== Provided text ==
****************

Wednesday, August 27, 2008

On the Interest in Love

We can take an interest in things for a number of reasons.  We might be interested out of a general desire to learn about the unknown (curiosity); for example, I might pick up a book about the Maori because I know little about New Zealand aboriginal people and have a general desire to learn.  We might attend to something due to an obligation we've accepted (duty); for example, I might read about presidential candidates, even if I hate political wrangling, because I feel a civic responsibility to elect sound leaders.  We might take interest for some anticipated ancillary benefit (mercenary); for example, I may go to a social event at a conference, not because I like to socialize, but in order to make contacts useful to my career.  Or, our interest may be fueled by the pleasure we receive from following or interacting with the object; for example, I may watch every baseball game of my favorite team, due to the strong positive affect I feel from a constructed (if not imagined) sense of group identity (talk about interesting phenomena).

****************

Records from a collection
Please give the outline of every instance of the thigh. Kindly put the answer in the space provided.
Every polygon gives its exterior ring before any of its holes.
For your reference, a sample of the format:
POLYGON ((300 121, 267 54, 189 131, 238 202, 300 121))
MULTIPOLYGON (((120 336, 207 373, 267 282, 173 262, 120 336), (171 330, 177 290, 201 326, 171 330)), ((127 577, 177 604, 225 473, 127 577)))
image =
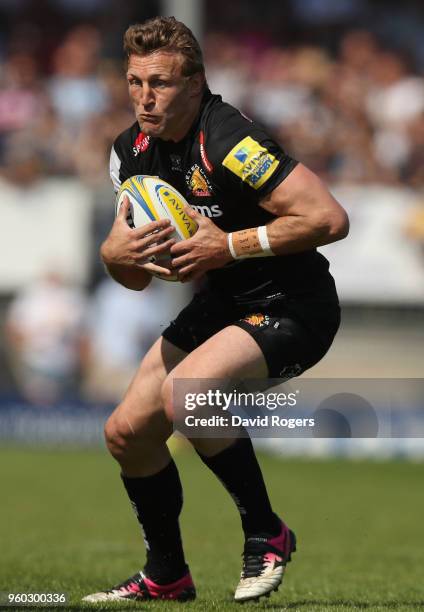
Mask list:
POLYGON ((159 338, 142 360, 130 386, 111 416, 118 429, 140 436, 146 430, 153 439, 166 440, 172 426, 166 418, 161 398, 164 380, 186 353, 159 338))
POLYGON ((229 325, 187 355, 169 378, 263 378, 264 354, 245 330, 229 325))

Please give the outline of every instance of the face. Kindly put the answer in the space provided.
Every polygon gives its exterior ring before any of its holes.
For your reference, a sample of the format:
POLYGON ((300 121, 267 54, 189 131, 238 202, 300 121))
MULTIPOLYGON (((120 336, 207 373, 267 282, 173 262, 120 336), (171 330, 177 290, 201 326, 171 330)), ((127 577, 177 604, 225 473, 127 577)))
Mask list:
POLYGON ((179 140, 193 122, 193 102, 199 97, 200 75, 183 76, 182 64, 180 53, 165 51, 129 57, 130 98, 140 128, 148 136, 179 140))

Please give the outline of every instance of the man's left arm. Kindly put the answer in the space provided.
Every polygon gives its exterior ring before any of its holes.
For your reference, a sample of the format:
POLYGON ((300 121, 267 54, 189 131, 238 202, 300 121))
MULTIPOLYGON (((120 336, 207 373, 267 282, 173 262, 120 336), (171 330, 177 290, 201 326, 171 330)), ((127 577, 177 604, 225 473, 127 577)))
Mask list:
POLYGON ((321 179, 302 164, 260 206, 278 218, 266 226, 271 251, 288 255, 346 238, 349 219, 321 179))
POLYGON ((277 218, 262 228, 234 232, 230 240, 209 218, 188 209, 187 214, 197 221, 199 229, 192 238, 171 248, 173 266, 179 269, 181 280, 198 278, 235 257, 308 251, 341 240, 349 231, 345 210, 324 183, 302 164, 265 196, 260 206, 277 218))

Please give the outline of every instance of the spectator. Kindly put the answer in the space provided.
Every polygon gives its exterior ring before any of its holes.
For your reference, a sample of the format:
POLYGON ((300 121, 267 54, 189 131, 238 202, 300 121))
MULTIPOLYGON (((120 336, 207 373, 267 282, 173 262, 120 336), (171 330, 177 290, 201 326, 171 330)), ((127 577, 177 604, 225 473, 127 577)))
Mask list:
POLYGON ((11 302, 6 334, 12 369, 23 396, 53 404, 75 395, 85 366, 86 298, 50 272, 11 302))

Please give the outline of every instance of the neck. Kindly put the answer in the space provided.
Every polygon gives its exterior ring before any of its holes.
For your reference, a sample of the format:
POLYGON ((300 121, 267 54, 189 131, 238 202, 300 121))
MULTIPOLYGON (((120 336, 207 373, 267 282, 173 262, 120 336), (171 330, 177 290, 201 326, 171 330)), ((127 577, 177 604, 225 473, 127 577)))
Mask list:
POLYGON ((193 125, 197 115, 199 114, 201 100, 201 98, 196 98, 193 101, 193 103, 190 105, 190 108, 187 109, 184 118, 181 120, 174 132, 170 134, 168 138, 164 138, 164 140, 172 140, 173 142, 179 142, 185 136, 187 136, 191 126, 193 125))

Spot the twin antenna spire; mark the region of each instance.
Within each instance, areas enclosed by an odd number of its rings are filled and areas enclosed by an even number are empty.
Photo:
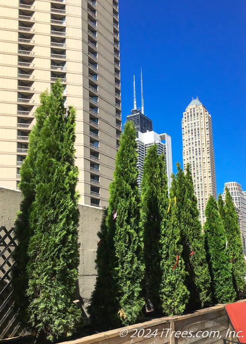
[[[133,76],[133,88],[134,88],[134,108],[133,110],[137,110],[137,102],[136,101],[136,88],[135,87],[135,75]],[[143,78],[142,77],[142,68],[141,69],[141,113],[144,115],[144,96],[143,93]]]

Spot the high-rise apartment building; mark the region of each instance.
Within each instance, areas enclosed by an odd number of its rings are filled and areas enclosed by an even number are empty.
[[[246,250],[246,192],[242,189],[241,185],[236,182],[225,183],[225,187],[228,188],[234,203],[237,214],[238,216],[239,228],[241,233],[243,247]],[[225,192],[222,194],[222,198],[225,200]]]
[[[106,205],[122,131],[118,0],[0,0],[0,186],[16,189],[40,93],[77,111],[80,202]]]
[[[168,135],[167,134],[158,135],[154,131],[149,131],[146,133],[137,131],[136,136],[136,141],[137,143],[138,152],[137,164],[138,171],[138,185],[139,190],[141,191],[144,158],[146,156],[149,147],[154,143],[157,144],[157,152],[159,155],[163,153],[165,157],[166,172],[167,175],[168,190],[169,190],[171,187],[171,176],[173,173],[171,136]]]
[[[209,195],[216,198],[216,181],[211,116],[198,98],[192,100],[183,113],[182,136],[184,170],[185,172],[189,163],[203,225]]]

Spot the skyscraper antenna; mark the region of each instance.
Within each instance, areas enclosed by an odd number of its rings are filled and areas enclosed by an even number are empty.
[[[134,93],[133,93],[133,97],[134,97],[134,110],[137,110],[137,102],[136,101],[136,89],[135,88],[135,75],[133,75],[133,88],[134,88]]]
[[[141,68],[141,112],[144,115],[144,95],[143,93],[143,78],[142,77],[142,67]]]

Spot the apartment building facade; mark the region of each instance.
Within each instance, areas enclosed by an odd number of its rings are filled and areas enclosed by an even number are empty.
[[[41,92],[77,111],[80,203],[106,205],[122,131],[118,0],[0,0],[0,185],[18,188]]]
[[[183,113],[182,136],[184,171],[185,172],[189,163],[203,226],[209,195],[215,199],[217,196],[211,116],[198,98],[192,99]]]
[[[226,187],[228,188],[234,203],[238,217],[243,247],[244,250],[246,250],[246,193],[243,191],[241,185],[235,181],[225,183],[225,188]],[[224,201],[224,190],[221,196]]]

****************

== Explore the material ==
1 – In the post on taking an interest in things, what obligation leads the writer to read about presidential candidates?
2 – Using the post on taking an interest in things, explain why the writer might attend a social event at a conference.
3 – Write the next part of the post on taking an interest in things.
The records have nothing to do with any of this.

== Numbered answers ==
1 – A civic responsibility to elect sound leaders.

2 – The writer would go to make contacts useful to a career, not out of any liking for socializing. The post calls this kind of interest mercenary, taken for an anticipated ancillary benefit.

3 –
In my current relational theory, love involves taking on the interests of the beloved as one's own (to avoid equivocation, let this be understood to mean being interested in the beloved's well-being).  But which kind of interest?

The interest in love doesn't seem to be curiosity, since love usually implies a kind of familiarity. (In the case of "love at first sight"---the experience of strong affinity at first meeting---I would say that a certain kind of passion overwhelms what one would call mere curiosity.) Nor would many say that an interest from duty alone qualifies, since love implies a certain voluntariness that surpasses obligation. (Arranged marriage and patriotism are interesting cases: If I participate in some civic duty, the act counts as patriotism only if the duty is accompanied by a "love" of country.  In arranged marriage, if I may take on my spouse's interests merely out of marital obligation, one might say I have a kind of love, but this limited kind of love is not nearly as strong as if I am impassioned for my spouse.)  Mercenary interest certainly doesn't count, since I can't take an interest in the well-being of another if I care only for my own personal benefit.  Thus, love must involve interest that is motivated by the pleasure received from following or interacting with that interest (namely, the well-being of the beloved).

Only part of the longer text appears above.